--- Work instructions ---
Copy out every line of the listing below word for word, leaving out the pictures.

--- Dataset records ---
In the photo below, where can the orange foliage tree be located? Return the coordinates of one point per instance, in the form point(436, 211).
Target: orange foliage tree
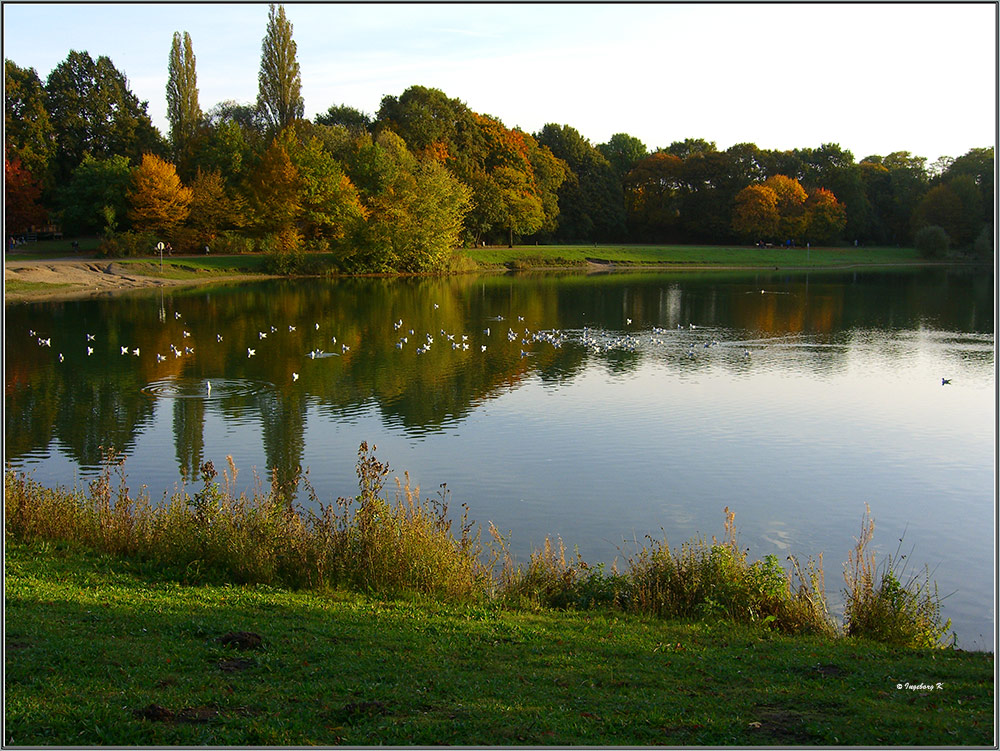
point(826, 217)
point(21, 197)
point(755, 216)
point(791, 206)
point(158, 202)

--- The output ---
In the photo below, where can the orange foliage tree be located? Return the coordinates of one point per instance, in the form point(436, 211).
Target: orange foliage tree
point(826, 217)
point(21, 197)
point(755, 216)
point(791, 206)
point(158, 202)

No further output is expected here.